start

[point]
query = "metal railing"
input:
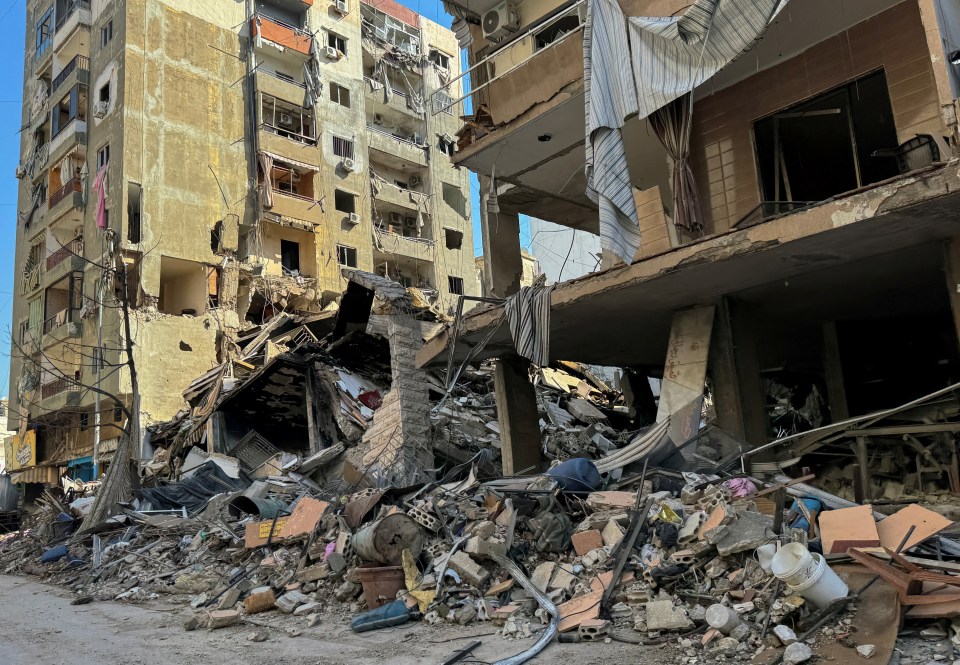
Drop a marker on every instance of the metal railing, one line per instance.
(72, 248)
(57, 386)
(72, 7)
(79, 62)
(73, 185)
(490, 58)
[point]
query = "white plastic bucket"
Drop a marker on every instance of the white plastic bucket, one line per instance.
(793, 564)
(722, 618)
(823, 587)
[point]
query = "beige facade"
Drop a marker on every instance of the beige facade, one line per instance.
(245, 158)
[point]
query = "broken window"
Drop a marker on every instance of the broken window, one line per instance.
(290, 256)
(336, 41)
(454, 198)
(453, 238)
(106, 33)
(288, 120)
(824, 146)
(340, 94)
(342, 147)
(183, 287)
(134, 210)
(347, 256)
(344, 201)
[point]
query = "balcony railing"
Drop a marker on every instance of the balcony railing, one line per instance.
(60, 318)
(79, 61)
(72, 6)
(72, 248)
(57, 386)
(71, 187)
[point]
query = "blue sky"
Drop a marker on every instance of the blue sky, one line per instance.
(13, 15)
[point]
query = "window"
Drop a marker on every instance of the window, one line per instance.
(103, 157)
(106, 33)
(290, 256)
(340, 95)
(337, 42)
(344, 201)
(439, 58)
(288, 120)
(347, 256)
(44, 32)
(342, 147)
(453, 238)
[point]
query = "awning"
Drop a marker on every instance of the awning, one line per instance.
(291, 162)
(49, 475)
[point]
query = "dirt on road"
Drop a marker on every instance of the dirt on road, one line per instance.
(39, 626)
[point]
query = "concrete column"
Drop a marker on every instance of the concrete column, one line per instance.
(735, 369)
(517, 415)
(502, 262)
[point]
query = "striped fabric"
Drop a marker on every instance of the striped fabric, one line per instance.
(663, 59)
(528, 313)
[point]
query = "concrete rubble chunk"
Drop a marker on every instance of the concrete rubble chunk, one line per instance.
(662, 615)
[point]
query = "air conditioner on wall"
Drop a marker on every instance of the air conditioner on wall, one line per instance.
(500, 21)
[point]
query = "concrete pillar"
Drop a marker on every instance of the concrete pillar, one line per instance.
(735, 369)
(502, 262)
(517, 415)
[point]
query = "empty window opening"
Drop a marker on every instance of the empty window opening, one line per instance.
(347, 256)
(336, 41)
(344, 201)
(288, 120)
(824, 146)
(134, 211)
(340, 95)
(454, 198)
(183, 287)
(290, 256)
(106, 33)
(342, 147)
(453, 239)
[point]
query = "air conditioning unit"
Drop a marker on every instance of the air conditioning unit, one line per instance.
(500, 21)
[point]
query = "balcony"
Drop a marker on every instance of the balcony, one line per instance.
(69, 197)
(75, 71)
(420, 249)
(395, 146)
(286, 37)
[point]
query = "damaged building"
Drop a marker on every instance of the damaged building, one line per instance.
(215, 166)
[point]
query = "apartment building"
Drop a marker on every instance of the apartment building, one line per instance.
(773, 184)
(228, 158)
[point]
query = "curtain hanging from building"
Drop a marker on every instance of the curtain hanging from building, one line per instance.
(672, 125)
(663, 58)
(266, 189)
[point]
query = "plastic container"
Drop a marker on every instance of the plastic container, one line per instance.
(722, 618)
(380, 585)
(823, 586)
(794, 564)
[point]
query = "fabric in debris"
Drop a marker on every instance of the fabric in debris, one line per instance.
(194, 492)
(528, 313)
(100, 187)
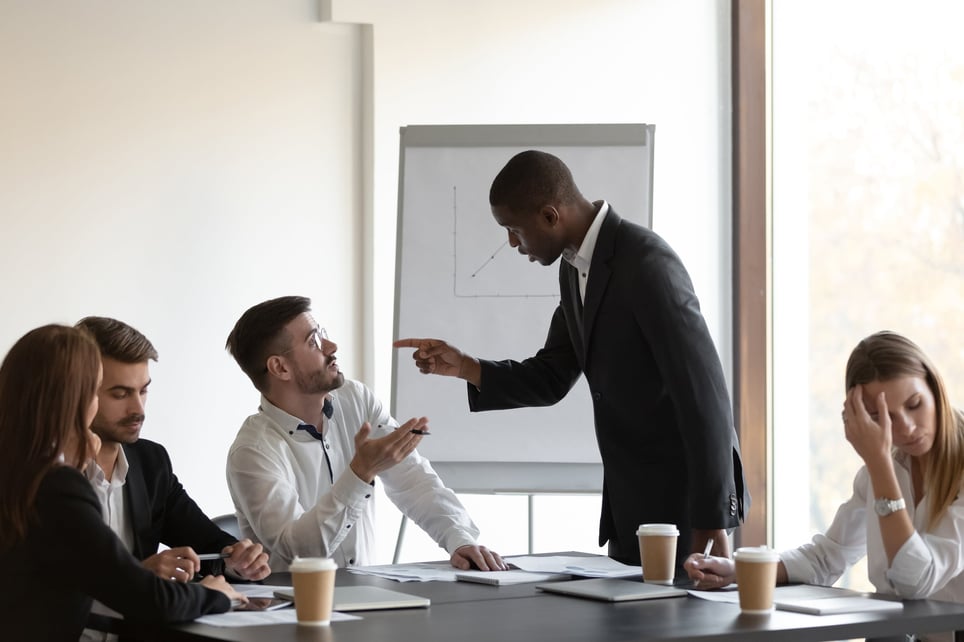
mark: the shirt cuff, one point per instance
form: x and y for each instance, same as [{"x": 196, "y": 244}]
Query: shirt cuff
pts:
[{"x": 906, "y": 572}]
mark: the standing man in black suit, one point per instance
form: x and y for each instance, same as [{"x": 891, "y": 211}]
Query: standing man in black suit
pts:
[
  {"x": 630, "y": 321},
  {"x": 141, "y": 497}
]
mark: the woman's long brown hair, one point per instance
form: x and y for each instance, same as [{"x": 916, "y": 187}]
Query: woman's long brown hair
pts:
[
  {"x": 47, "y": 383},
  {"x": 887, "y": 355}
]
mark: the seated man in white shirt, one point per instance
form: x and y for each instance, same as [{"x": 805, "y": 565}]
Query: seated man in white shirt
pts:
[{"x": 301, "y": 470}]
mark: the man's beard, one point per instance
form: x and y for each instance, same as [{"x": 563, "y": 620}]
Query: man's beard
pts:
[
  {"x": 317, "y": 382},
  {"x": 119, "y": 431}
]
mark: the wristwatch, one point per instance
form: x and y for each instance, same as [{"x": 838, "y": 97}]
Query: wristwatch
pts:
[{"x": 885, "y": 507}]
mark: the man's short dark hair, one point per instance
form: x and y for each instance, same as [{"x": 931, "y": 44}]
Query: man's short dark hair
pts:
[
  {"x": 117, "y": 340},
  {"x": 531, "y": 180},
  {"x": 260, "y": 333}
]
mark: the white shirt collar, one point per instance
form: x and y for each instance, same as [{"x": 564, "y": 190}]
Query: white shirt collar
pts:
[
  {"x": 287, "y": 423},
  {"x": 582, "y": 259},
  {"x": 118, "y": 478}
]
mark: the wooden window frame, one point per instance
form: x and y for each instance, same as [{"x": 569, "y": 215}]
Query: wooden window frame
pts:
[{"x": 751, "y": 261}]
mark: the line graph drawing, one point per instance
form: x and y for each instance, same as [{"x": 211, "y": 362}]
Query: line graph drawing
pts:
[{"x": 496, "y": 273}]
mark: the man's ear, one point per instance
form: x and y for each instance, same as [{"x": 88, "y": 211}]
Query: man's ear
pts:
[
  {"x": 278, "y": 367},
  {"x": 550, "y": 215}
]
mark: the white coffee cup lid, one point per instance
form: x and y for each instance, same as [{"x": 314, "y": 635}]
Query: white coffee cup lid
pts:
[
  {"x": 657, "y": 529},
  {"x": 756, "y": 554},
  {"x": 312, "y": 564}
]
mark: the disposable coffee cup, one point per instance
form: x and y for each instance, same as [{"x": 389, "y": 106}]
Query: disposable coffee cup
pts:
[
  {"x": 313, "y": 579},
  {"x": 756, "y": 576},
  {"x": 657, "y": 551}
]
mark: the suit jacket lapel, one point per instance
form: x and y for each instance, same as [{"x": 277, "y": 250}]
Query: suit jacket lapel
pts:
[
  {"x": 599, "y": 272},
  {"x": 135, "y": 492}
]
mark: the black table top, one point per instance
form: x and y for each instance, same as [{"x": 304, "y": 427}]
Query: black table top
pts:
[{"x": 470, "y": 612}]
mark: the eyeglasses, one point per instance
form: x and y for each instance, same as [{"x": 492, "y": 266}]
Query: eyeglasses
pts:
[{"x": 316, "y": 340}]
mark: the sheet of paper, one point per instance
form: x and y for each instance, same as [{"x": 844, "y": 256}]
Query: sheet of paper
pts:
[
  {"x": 427, "y": 572},
  {"x": 503, "y": 578},
  {"x": 260, "y": 618},
  {"x": 789, "y": 592},
  {"x": 596, "y": 566},
  {"x": 832, "y": 605},
  {"x": 258, "y": 590},
  {"x": 811, "y": 592},
  {"x": 725, "y": 594}
]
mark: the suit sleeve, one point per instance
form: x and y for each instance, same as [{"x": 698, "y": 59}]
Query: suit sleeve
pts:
[
  {"x": 540, "y": 380},
  {"x": 94, "y": 561},
  {"x": 175, "y": 518},
  {"x": 669, "y": 316}
]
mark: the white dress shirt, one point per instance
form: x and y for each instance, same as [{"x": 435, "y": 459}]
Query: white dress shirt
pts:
[
  {"x": 297, "y": 495},
  {"x": 582, "y": 259},
  {"x": 111, "y": 497},
  {"x": 928, "y": 565}
]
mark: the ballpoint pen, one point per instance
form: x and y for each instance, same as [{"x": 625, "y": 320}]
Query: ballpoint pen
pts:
[{"x": 414, "y": 431}]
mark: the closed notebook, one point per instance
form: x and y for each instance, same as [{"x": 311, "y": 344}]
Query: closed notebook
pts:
[
  {"x": 366, "y": 598},
  {"x": 832, "y": 605},
  {"x": 612, "y": 590}
]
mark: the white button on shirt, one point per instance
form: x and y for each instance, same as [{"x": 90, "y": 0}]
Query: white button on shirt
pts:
[
  {"x": 110, "y": 494},
  {"x": 582, "y": 259},
  {"x": 111, "y": 497},
  {"x": 284, "y": 495}
]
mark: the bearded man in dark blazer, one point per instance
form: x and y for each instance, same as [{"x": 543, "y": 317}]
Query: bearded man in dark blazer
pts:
[
  {"x": 628, "y": 319},
  {"x": 142, "y": 499}
]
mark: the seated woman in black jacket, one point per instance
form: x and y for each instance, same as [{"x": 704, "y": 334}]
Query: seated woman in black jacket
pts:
[{"x": 56, "y": 551}]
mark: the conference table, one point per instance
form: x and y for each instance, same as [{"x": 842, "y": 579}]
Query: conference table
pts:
[{"x": 470, "y": 612}]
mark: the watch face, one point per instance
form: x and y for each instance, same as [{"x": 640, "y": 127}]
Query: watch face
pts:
[{"x": 884, "y": 507}]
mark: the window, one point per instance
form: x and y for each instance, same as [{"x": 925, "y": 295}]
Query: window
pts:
[{"x": 867, "y": 220}]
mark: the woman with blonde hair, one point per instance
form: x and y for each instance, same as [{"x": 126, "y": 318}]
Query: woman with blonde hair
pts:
[
  {"x": 56, "y": 551},
  {"x": 906, "y": 513}
]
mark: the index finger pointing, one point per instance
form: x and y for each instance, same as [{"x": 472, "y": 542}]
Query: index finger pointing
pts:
[{"x": 408, "y": 343}]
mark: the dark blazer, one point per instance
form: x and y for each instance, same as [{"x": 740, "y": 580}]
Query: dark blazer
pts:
[
  {"x": 160, "y": 509},
  {"x": 663, "y": 418},
  {"x": 71, "y": 556}
]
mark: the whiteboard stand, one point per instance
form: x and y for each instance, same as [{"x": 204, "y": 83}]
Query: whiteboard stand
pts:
[{"x": 515, "y": 478}]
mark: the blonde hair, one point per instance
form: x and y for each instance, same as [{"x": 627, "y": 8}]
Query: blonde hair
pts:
[
  {"x": 887, "y": 355},
  {"x": 47, "y": 383}
]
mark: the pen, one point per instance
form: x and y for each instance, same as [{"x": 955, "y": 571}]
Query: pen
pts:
[{"x": 414, "y": 431}]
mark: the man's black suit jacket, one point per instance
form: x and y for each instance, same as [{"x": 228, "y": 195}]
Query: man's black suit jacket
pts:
[
  {"x": 161, "y": 511},
  {"x": 662, "y": 412}
]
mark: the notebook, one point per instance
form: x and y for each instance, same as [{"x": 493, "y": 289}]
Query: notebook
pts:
[
  {"x": 505, "y": 578},
  {"x": 831, "y": 605},
  {"x": 366, "y": 598},
  {"x": 612, "y": 590}
]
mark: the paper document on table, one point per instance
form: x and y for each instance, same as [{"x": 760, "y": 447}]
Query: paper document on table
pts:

end

The lines to reproduce run from the line containing "mark: the conference" to the end of the listing; write them out exactly and add nothing.

mark: the conference table, one point per instance
form: x and y for each instance, same as [{"x": 842, "y": 579}]
Query: conference table
pts:
[{"x": 470, "y": 612}]
mark: the watch face, one point per instance
form: x and y for each instance, same as [{"x": 640, "y": 127}]
Query: watch face
pts:
[{"x": 884, "y": 507}]
mark: the window, one point per instance
form: x and y for each instance, same as [{"x": 925, "y": 295}]
Query: window
pts:
[{"x": 867, "y": 220}]
mark: the woman with blonde hair, one point per instance
form: x and y for each instance, same as [{"x": 126, "y": 318}]
Query: woman with blonde hair
pts:
[
  {"x": 56, "y": 551},
  {"x": 906, "y": 513}
]
mark: the index finger pointing, one point per instance
form: x and y for each instance, same as [{"x": 472, "y": 542}]
Query: index finger pointing
pts:
[{"x": 408, "y": 343}]
mark: the dark blazer, one point per instance
form: x and y for each instance, same as [{"x": 740, "y": 580}]
Query: dark blazer
pts:
[
  {"x": 160, "y": 509},
  {"x": 663, "y": 418},
  {"x": 71, "y": 556}
]
mark: the whiteboard stand, one point per instance
form: x and y for each instance, same as [{"x": 204, "y": 83}]
Query: whiteboard stand
pts:
[{"x": 515, "y": 478}]
mark: the blonde hair, one point per instance
form: x and y for each instance, same as [{"x": 627, "y": 8}]
Query: blonde hair
pts:
[
  {"x": 887, "y": 355},
  {"x": 47, "y": 383}
]
mark: the pen, one point per instance
form: x and y for each instance, same as [{"x": 955, "y": 571}]
Query: pen
pts:
[{"x": 414, "y": 431}]
mark: the man's black suit jacket, one point per instance
form: x and y for each instance, same as [{"x": 228, "y": 195}]
Query: man's black suit jacket
pts:
[
  {"x": 161, "y": 511},
  {"x": 662, "y": 412}
]
mark: the notebook, one point per instance
form: x and y for each instance, same as [{"x": 493, "y": 289}]
Query: notebook
pts:
[
  {"x": 505, "y": 578},
  {"x": 831, "y": 605},
  {"x": 366, "y": 598},
  {"x": 612, "y": 590}
]
mark: the paper document on table, one point per instance
form: x and y for each instance, same as [{"x": 760, "y": 447}]
Query: paper document on table
pts:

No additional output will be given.